### Activity list
1 – In the methods passage, how many gene-SNP pairs did the selection of liver cis-associations yield?
2 – Say whether each statement agrees with the methods passage. Answer yes or no for each, and quote the deciding words.
(a) The GWAS on alcohol-related cirrhosis included 712 cases and 1,426 controls.
(b) The selected SNPs were assigned to genes with a function in the biomaRt package.
(c) The cis-associations were selected using a corrected p-value threshold.
3 – From the methods passage, copy the part that opens with the words containing "A GWAS was conducted" and closes with "AH (Fig. 1).".

### Provided passage
════════════════
A GWAS was conducted on alcohol-related cirrhosis in separate German and UK cohorts (712 cases and 1,426 controls) [16]. Full summary statistics of the alcohol-related cirrhosis GWAS were downloaded from the supplementary website (http://gengastro.med.tu-dresden.de/suppl/alc_cirrhosis/) [16]. Among the 6,502,449 SNPs, approximately 5500 variants with uncorrected p-values < 0.001 for the association between genetic variants and alcohol-related cirrhosis were selected. The 5500 SNPs were assigned to their corresponding genes using the Gsnpense function in the gprofiler2 package [31]. Among the candidate AH genes, those with evidence from GWAS were selected as potential biomarkers of AH (Fig. 1).
Liver cis-eQTL data were obtained from the Genotype-Tissue Expression (GTEx) project [17]. In detail, full summary statistics of the GTEx liver eQTL were obtained with an access ID (study ID: QTS000015; dataset ID: QTD000266) from the eQTL catalog database [32]. Cis-associations between gene expression and variant types with an uncorrected p-value < 10–5 were selected, yielding 317,324 gene-SNP pairs that accounted for 2829 genes (annotated by symbols assigned by HGNC). Among the candidates the meta-analysis chose, genes showing evidence of liver cis-eQTL were designated candidate upstream genes (Fig. 1).
════════════════
### Recorded information
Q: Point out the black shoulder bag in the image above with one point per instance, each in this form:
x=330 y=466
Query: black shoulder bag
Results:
════════════════
### Responses to the exercise
1 – 317,324 gene-SNP pairs, accounting for 2829 genes.

2 –
(a) Yes: "712 cases and 1,426 controls"
(b) No: "using the Gsnpense function in the gprofiler2 package"
(c) No: "with an uncorrected p-value < 10–5"

3 –
A GWAS was conducted on alcohol-related cirrhosis in separate German and UK cohorts (712 cases and 1,426 controls) [16]. Full summary statistics of the alcohol-related cirrhosis GWAS were downloaded from the supplementary website (http://gengastro.med.tu-dresden.de/suppl/alc_cirrhosis/) [16]. Among the 6,502,449 SNPs, approximately 5500 variants with uncorrected p-values < 0.001 for the association between genetic variants and alcohol-related cirrhosis were selected. The 5500 SNPs were assigned to their corresponding genes using the Gsnpense function in the gprofiler2 package [31]. Among the candidate AH genes, those with evidence from GWAS were selected as potential biomarkers of AH (Fig. 1).